■ Directive:
Transcribe the full listing below exactly.

■ Data to process:

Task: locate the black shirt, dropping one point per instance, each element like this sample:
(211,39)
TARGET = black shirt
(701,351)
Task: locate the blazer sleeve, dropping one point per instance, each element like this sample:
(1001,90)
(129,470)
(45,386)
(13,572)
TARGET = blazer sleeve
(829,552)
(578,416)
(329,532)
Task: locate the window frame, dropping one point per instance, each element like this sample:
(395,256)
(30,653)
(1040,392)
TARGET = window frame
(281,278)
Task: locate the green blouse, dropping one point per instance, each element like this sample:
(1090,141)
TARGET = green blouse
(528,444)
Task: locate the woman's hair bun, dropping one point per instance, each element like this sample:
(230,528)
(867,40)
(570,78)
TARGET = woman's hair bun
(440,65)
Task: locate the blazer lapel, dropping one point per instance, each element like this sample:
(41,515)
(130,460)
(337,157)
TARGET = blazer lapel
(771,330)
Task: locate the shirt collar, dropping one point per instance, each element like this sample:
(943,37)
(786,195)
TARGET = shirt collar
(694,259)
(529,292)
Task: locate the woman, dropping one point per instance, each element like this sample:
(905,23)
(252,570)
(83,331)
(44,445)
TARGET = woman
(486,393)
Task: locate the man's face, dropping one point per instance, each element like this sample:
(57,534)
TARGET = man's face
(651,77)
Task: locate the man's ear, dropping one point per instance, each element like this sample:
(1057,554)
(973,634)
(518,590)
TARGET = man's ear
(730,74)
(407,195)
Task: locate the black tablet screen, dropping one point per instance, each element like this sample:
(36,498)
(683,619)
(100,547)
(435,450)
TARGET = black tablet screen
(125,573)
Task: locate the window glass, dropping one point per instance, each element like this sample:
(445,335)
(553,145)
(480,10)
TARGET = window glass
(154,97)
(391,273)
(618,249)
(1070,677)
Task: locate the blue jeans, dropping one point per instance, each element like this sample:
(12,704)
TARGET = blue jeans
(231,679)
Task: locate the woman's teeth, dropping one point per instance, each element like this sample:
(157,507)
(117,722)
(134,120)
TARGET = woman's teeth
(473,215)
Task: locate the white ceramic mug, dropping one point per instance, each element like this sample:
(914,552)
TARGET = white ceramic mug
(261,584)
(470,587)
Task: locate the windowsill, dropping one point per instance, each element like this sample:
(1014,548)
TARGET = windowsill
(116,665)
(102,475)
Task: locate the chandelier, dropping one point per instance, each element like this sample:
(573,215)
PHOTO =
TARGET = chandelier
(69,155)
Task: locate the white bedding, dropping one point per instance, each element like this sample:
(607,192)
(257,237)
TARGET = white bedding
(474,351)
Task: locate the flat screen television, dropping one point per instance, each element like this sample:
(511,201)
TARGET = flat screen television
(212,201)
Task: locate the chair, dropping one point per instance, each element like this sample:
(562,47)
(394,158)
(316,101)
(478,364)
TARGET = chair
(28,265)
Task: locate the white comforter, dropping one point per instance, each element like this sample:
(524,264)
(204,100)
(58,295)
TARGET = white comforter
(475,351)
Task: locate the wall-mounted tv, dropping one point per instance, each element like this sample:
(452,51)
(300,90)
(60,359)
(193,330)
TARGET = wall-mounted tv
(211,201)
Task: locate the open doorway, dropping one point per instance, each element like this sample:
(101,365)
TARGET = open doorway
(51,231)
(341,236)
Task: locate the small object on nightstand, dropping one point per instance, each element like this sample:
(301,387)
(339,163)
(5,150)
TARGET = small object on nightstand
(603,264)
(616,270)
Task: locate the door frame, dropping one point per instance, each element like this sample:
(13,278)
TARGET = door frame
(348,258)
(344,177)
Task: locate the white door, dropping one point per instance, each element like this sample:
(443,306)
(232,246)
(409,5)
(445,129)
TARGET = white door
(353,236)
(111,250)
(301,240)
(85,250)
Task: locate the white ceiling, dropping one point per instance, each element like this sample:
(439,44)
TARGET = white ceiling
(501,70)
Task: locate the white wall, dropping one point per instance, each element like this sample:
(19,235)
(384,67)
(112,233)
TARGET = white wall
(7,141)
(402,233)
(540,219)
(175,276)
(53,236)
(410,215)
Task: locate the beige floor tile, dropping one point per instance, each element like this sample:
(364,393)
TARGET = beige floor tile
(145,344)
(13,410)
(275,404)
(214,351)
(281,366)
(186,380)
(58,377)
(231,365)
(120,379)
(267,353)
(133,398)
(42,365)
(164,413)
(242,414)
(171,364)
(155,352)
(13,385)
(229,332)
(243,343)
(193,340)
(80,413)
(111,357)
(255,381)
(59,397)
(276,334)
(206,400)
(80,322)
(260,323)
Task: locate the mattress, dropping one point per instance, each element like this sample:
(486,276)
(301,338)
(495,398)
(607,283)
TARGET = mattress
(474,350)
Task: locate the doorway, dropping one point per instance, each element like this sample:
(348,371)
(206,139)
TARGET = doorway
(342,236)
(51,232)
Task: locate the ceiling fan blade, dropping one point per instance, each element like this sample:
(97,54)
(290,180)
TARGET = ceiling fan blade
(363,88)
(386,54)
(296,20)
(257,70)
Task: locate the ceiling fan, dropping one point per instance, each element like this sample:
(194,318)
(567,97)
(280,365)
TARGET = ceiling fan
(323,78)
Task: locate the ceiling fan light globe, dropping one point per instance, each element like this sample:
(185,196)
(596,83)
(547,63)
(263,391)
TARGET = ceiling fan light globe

■ Task output:
Task: locate the black shirt, dropping one point per instance, each element like this sample:
(211,39)
TARGET = black shirt
(701,351)
Task: locate the blazer sleeve, dropping one point per instance, each element like this sample:
(1001,90)
(129,470)
(45,386)
(13,572)
TARGET = blazer sleeve
(829,552)
(578,416)
(329,532)
Task: locate the window frame, dropping one point per instance, each element like this sample:
(395,256)
(30,653)
(1040,392)
TARGET = window frame
(281,278)
Task: locate the green blouse, dropping one point per instance, each element like this sample:
(1090,141)
TARGET = green blouse
(528,444)
Task: locate the woman's hair bun, dropping one point per instance, each element like this sample:
(230,528)
(867,40)
(570,78)
TARGET = woman's hair bun
(440,65)
Task: locate the blazer lapel, dropping one point per instance, each element like this sample:
(41,515)
(130,460)
(337,157)
TARGET = blazer lapel
(771,330)
Task: locate the shirt collar, dropping one point per instance, each element like this sample:
(943,37)
(786,195)
TARGET = shirt collar
(694,259)
(529,292)
Task: locate the woman, dropping one point per instance, each element like this sample:
(905,23)
(252,570)
(83,331)
(44,445)
TARGET = woman
(486,393)
Task: locate the man's face, dropping one point per instance, each element like this sample:
(57,534)
TARGET = man's face
(651,77)
Task: locate the man's ear, dropping one point per instance, each element like this sample:
(1057,554)
(973,634)
(518,590)
TARGET = man's ear
(730,74)
(407,195)
Task: locate the black tablet screen, dropping one point per instance, each element like this sample:
(36,498)
(683,619)
(100,547)
(435,450)
TARGET = black tablet screen
(125,573)
Task: locate the window glass, dropping one point per instance, each element like this sample:
(445,335)
(553,145)
(480,10)
TARGET = window glass
(154,97)
(391,273)
(618,249)
(1070,677)
Task: locate the blue jeans, dropping one point per instance, each element like this sample:
(12,704)
TARGET = blue jeans
(231,679)
Task: locate the woman's teeth, dropping one point per instance, each element like this sample:
(157,507)
(117,722)
(134,120)
TARGET = woman's teeth
(473,215)
Task: locate the white ceramic mug, dropping one point per instance, each element like this sample:
(914,552)
TARGET = white ceramic mug
(261,584)
(470,587)
Task: locate the windowsill, dropping one point per instance, each element like this sample:
(1014,548)
TARGET = windowsill
(116,665)
(102,475)
Task: locate the chandelier, dropping one point per instance, each element like this sample:
(573,215)
PHOTO =
TARGET = chandelier
(69,155)
Task: locate the white bedding, dropping one point per instance, each element like this sample:
(607,192)
(257,237)
TARGET = white bedding
(474,351)
Task: locate the flat screen television, dropping one point per instance, each element like this sample:
(511,201)
TARGET = flat screen television
(212,201)
Task: locate the chair, dropping one point per instance, each element like this sample:
(562,47)
(394,158)
(316,101)
(478,364)
TARGET = chair
(28,265)
Task: locate the white comforter, dropping one point per instance, each element like this sample:
(524,264)
(204,100)
(58,295)
TARGET = white comforter
(475,351)
Task: locate the wall-mounted tv, dropping one point per instance, each element like this sample:
(452,51)
(300,90)
(60,359)
(193,330)
TARGET = wall-mounted tv
(211,201)
Task: locate the open doorway, dropping one point per instance, each element like this sample:
(101,365)
TARGET = open doorway
(51,231)
(341,236)
Task: locate the small object on nightstand, dropping one point per instance, each element like this sample:
(301,387)
(339,163)
(5,150)
TARGET = small object on nightstand
(603,264)
(616,270)
Task: locate the door frame, dropping one point per instance, each element like this sample:
(13,278)
TARGET = door frame
(348,258)
(344,177)
Task: locate the white door, dropping one point per instance, each element like this sample:
(443,306)
(232,246)
(409,5)
(445,129)
TARGET = white door
(353,236)
(111,250)
(301,240)
(85,250)
Task: locate the white ceiling, dropping one point per instance, each element like this sample:
(439,44)
TARGET = white ceiling
(501,70)
Task: locate the white wall, dropping one point per instance, each element like this sample:
(19,235)
(384,67)
(112,233)
TARGET = white wall
(7,141)
(402,233)
(540,219)
(175,276)
(53,236)
(410,215)
Task: locate the beige floor tile, dropping one point per instance, each element like this sample:
(364,393)
TARGET = beige floor tile
(145,344)
(13,410)
(275,404)
(214,351)
(281,366)
(186,380)
(58,377)
(231,365)
(120,379)
(267,353)
(133,398)
(42,365)
(164,413)
(242,414)
(171,364)
(155,352)
(13,385)
(229,332)
(243,343)
(193,340)
(80,413)
(111,357)
(255,381)
(59,397)
(276,334)
(206,400)
(80,322)
(260,323)
Task: locate the mattress, dropping one point per instance, each element like this sample:
(486,276)
(301,338)
(495,398)
(607,283)
TARGET = mattress
(474,350)
Task: locate the doorway, dropping one point per instance, each element like this sample:
(348,371)
(206,139)
TARGET = doorway
(342,236)
(51,232)
Task: locate the ceiling fan blade, dropping one point per instance, each element like this sample:
(97,54)
(290,180)
TARGET = ceiling fan blade
(363,88)
(386,54)
(296,20)
(257,70)
Task: locate the ceiling fan, dropping one point per instance, each element like this sample:
(194,318)
(567,97)
(280,365)
TARGET = ceiling fan
(323,78)
Task: locate the ceiling fan light globe, dropping one point per instance, each element like this sample:
(185,196)
(596,83)
(547,63)
(263,391)
TARGET = ceiling fan light globe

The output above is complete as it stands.